(Excerpts from point annotation data)
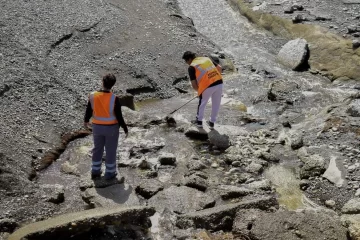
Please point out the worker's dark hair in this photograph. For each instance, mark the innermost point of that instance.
(109, 81)
(189, 55)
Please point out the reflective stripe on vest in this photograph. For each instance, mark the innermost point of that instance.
(111, 119)
(206, 73)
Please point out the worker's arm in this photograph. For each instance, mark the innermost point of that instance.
(119, 117)
(88, 115)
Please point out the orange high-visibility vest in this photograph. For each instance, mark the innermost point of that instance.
(206, 73)
(103, 104)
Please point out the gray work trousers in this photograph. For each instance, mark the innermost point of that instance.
(105, 136)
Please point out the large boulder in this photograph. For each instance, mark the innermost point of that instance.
(289, 225)
(294, 54)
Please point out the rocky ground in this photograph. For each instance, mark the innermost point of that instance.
(53, 54)
(282, 163)
(340, 16)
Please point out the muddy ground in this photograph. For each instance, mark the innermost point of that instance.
(53, 54)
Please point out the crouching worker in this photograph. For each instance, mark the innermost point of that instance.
(105, 109)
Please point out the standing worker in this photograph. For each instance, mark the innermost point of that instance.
(205, 77)
(105, 109)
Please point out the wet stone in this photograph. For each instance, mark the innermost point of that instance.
(289, 225)
(296, 141)
(313, 166)
(330, 203)
(270, 157)
(196, 133)
(196, 165)
(196, 182)
(354, 108)
(229, 192)
(54, 193)
(221, 217)
(8, 225)
(101, 182)
(352, 206)
(254, 168)
(167, 159)
(294, 53)
(149, 188)
(260, 185)
(112, 196)
(181, 200)
(221, 141)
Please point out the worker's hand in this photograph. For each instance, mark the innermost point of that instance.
(87, 125)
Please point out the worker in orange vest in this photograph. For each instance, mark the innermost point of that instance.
(206, 79)
(105, 109)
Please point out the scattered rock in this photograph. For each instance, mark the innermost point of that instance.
(296, 141)
(69, 168)
(87, 182)
(221, 217)
(127, 100)
(294, 54)
(181, 200)
(167, 159)
(229, 192)
(254, 168)
(218, 140)
(54, 193)
(260, 185)
(352, 222)
(233, 154)
(352, 206)
(69, 225)
(289, 10)
(354, 108)
(196, 182)
(149, 188)
(113, 196)
(151, 174)
(304, 184)
(196, 133)
(313, 166)
(352, 29)
(289, 225)
(299, 19)
(270, 157)
(144, 164)
(330, 203)
(357, 194)
(144, 148)
(333, 174)
(8, 225)
(356, 44)
(196, 165)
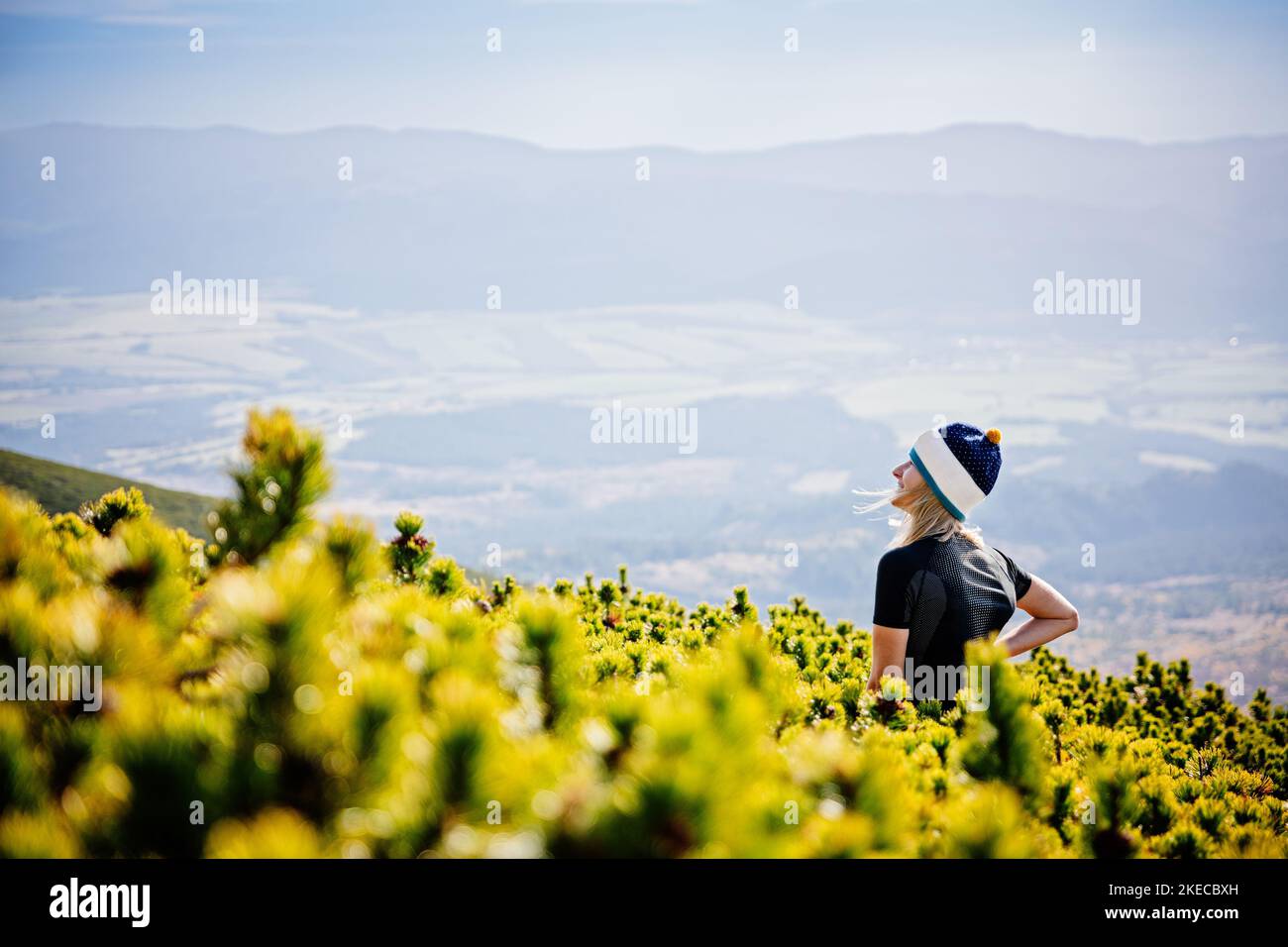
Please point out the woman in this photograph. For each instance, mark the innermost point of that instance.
(939, 585)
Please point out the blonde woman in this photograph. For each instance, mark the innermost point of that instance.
(939, 585)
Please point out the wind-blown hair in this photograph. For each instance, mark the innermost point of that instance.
(922, 515)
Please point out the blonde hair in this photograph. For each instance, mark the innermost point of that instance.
(922, 515)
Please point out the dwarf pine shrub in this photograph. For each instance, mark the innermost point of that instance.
(304, 688)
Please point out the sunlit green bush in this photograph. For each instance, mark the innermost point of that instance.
(301, 688)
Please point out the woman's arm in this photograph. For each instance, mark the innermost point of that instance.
(889, 647)
(1051, 616)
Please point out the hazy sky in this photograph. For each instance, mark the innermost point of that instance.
(702, 73)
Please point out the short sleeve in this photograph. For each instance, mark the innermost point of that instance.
(1020, 579)
(892, 596)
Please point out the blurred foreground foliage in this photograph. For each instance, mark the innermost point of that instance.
(301, 688)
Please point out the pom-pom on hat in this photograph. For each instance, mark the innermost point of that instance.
(960, 463)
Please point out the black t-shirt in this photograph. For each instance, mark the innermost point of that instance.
(945, 592)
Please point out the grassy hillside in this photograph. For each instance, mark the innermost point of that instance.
(321, 692)
(62, 488)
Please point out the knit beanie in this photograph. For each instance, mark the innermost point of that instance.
(960, 463)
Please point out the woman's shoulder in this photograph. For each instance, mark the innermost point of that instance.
(907, 557)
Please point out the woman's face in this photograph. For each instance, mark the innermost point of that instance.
(909, 478)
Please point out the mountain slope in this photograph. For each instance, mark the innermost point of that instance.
(62, 488)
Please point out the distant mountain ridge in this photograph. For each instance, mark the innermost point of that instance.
(863, 226)
(63, 488)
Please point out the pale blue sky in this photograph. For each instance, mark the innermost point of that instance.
(707, 73)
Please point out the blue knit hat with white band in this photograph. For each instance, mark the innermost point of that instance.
(960, 463)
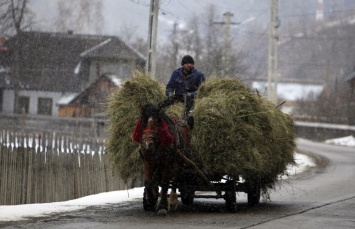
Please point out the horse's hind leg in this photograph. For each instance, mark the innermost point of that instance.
(150, 197)
(173, 200)
(162, 206)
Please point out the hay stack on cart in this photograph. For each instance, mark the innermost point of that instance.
(236, 131)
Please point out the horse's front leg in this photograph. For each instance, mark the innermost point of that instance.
(151, 190)
(162, 206)
(173, 200)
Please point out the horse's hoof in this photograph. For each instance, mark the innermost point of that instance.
(162, 212)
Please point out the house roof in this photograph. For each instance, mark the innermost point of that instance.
(48, 60)
(70, 98)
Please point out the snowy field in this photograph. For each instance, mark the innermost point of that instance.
(21, 212)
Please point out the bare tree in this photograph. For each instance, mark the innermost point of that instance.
(15, 17)
(82, 16)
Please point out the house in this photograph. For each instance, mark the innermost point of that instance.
(292, 92)
(92, 101)
(53, 66)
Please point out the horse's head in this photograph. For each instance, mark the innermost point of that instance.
(150, 120)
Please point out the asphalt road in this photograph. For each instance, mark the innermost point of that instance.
(323, 197)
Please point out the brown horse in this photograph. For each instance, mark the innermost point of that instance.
(161, 140)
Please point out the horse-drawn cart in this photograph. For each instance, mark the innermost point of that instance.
(242, 143)
(192, 183)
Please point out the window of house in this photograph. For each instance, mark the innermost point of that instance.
(45, 106)
(23, 105)
(1, 99)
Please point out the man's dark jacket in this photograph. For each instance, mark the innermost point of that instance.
(176, 83)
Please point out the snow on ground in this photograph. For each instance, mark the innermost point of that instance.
(21, 212)
(345, 141)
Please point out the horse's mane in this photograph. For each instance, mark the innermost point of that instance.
(152, 110)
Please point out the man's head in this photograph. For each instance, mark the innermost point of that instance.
(187, 63)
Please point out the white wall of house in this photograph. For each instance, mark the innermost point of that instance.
(123, 69)
(9, 101)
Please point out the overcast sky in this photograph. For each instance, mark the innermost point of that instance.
(119, 13)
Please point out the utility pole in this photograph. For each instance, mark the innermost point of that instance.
(152, 37)
(227, 41)
(273, 52)
(175, 45)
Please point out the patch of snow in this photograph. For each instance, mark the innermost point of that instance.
(115, 79)
(344, 141)
(66, 98)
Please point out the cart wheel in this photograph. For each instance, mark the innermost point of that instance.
(187, 196)
(150, 198)
(254, 191)
(230, 197)
(231, 201)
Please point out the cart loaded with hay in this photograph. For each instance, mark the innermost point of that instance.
(240, 142)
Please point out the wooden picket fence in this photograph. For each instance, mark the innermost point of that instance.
(41, 168)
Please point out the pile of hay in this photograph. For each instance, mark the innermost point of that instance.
(239, 133)
(236, 132)
(124, 110)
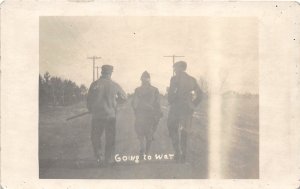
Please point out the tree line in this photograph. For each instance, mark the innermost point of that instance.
(56, 91)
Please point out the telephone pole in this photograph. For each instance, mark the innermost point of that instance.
(173, 57)
(97, 68)
(94, 58)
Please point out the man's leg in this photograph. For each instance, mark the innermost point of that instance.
(110, 137)
(96, 133)
(142, 146)
(173, 126)
(187, 123)
(148, 143)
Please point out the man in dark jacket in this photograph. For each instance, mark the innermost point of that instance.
(102, 101)
(184, 95)
(146, 106)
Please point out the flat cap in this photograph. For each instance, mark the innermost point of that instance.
(180, 64)
(107, 68)
(145, 74)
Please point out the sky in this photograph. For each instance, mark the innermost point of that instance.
(225, 48)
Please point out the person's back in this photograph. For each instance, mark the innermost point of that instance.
(146, 99)
(102, 99)
(102, 103)
(184, 93)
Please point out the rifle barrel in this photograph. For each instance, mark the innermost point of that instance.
(76, 116)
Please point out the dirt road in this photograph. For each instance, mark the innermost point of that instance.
(65, 149)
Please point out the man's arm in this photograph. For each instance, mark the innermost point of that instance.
(198, 93)
(172, 91)
(90, 97)
(134, 100)
(121, 95)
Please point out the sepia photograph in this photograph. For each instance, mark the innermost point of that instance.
(148, 97)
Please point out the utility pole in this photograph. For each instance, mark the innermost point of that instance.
(173, 57)
(97, 68)
(94, 60)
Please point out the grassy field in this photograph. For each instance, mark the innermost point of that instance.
(65, 149)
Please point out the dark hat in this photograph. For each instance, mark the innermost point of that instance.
(180, 64)
(145, 74)
(107, 69)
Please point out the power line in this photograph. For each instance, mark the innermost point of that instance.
(173, 57)
(97, 68)
(94, 58)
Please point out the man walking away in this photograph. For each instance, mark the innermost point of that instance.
(184, 95)
(102, 99)
(146, 106)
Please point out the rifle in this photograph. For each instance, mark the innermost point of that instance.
(78, 115)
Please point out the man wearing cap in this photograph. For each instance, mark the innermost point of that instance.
(146, 106)
(184, 95)
(102, 99)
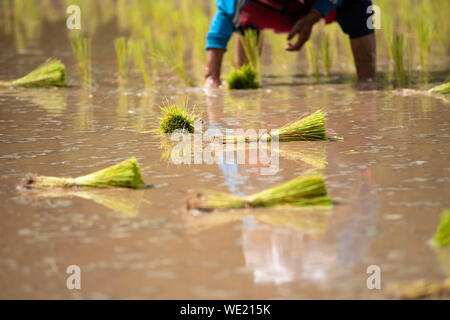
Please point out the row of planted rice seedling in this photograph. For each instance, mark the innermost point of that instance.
(174, 31)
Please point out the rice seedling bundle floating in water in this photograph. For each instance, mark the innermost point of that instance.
(309, 128)
(442, 89)
(442, 235)
(306, 190)
(52, 73)
(244, 78)
(175, 118)
(123, 175)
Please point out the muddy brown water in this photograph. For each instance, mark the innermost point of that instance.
(389, 176)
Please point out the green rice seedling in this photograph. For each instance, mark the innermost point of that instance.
(123, 175)
(120, 46)
(442, 235)
(172, 55)
(424, 31)
(137, 48)
(244, 78)
(148, 36)
(397, 55)
(251, 41)
(326, 53)
(306, 190)
(51, 73)
(310, 128)
(313, 60)
(81, 48)
(175, 118)
(442, 89)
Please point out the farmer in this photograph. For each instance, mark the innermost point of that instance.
(295, 17)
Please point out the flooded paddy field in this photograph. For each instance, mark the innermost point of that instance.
(389, 176)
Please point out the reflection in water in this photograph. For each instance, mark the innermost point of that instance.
(124, 202)
(84, 114)
(51, 100)
(388, 200)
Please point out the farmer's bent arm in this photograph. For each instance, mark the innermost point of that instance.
(294, 17)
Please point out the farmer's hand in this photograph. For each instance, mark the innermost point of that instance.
(303, 29)
(213, 65)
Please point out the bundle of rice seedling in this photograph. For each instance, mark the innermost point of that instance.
(306, 190)
(442, 89)
(244, 78)
(176, 118)
(442, 235)
(125, 175)
(52, 73)
(310, 128)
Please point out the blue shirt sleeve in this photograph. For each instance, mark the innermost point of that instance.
(325, 6)
(225, 21)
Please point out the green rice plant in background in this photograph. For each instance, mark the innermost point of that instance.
(251, 42)
(81, 48)
(6, 19)
(442, 89)
(425, 37)
(126, 174)
(442, 235)
(326, 53)
(172, 55)
(50, 74)
(137, 48)
(306, 190)
(397, 55)
(148, 36)
(120, 46)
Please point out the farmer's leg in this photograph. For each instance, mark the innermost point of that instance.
(239, 53)
(353, 19)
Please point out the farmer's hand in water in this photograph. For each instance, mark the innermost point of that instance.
(303, 29)
(213, 65)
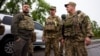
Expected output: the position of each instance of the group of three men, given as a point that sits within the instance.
(74, 32)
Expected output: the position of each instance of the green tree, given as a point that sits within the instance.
(13, 6)
(96, 29)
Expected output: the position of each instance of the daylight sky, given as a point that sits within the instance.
(90, 7)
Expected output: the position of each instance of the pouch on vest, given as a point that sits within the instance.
(50, 25)
(26, 23)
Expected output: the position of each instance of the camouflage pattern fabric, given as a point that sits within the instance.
(22, 27)
(76, 28)
(52, 43)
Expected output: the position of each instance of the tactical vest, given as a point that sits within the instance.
(74, 25)
(26, 23)
(51, 24)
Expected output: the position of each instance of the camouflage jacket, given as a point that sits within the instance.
(57, 32)
(18, 27)
(78, 24)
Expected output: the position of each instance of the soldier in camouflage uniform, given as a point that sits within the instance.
(77, 31)
(22, 28)
(52, 32)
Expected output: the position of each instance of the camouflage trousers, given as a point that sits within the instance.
(20, 48)
(52, 43)
(75, 48)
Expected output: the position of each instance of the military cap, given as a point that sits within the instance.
(70, 3)
(52, 8)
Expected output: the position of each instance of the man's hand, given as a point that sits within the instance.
(87, 41)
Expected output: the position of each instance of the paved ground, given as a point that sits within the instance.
(93, 50)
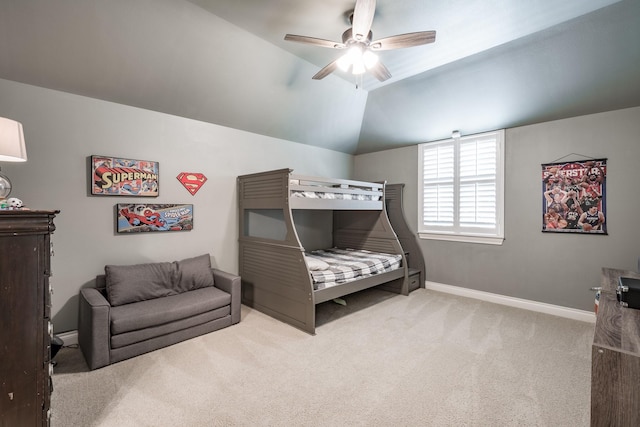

* [YOUR GOAL]:
Edit the rows from the line containing "Expected output: the position of each instance of the man's" through the end of the rows, replacing "paved" with "concrete" and changing nothing else. Leave the pictures out of your answer.

* [RESULT FOR THIS TASK]:
Expected output: the position of each instance of the man's hand, given as a point that sits within the instance.
(87, 41)
Expected output: the position of each instance of the concrete ground, given as a point that sits within the instance.
(93, 50)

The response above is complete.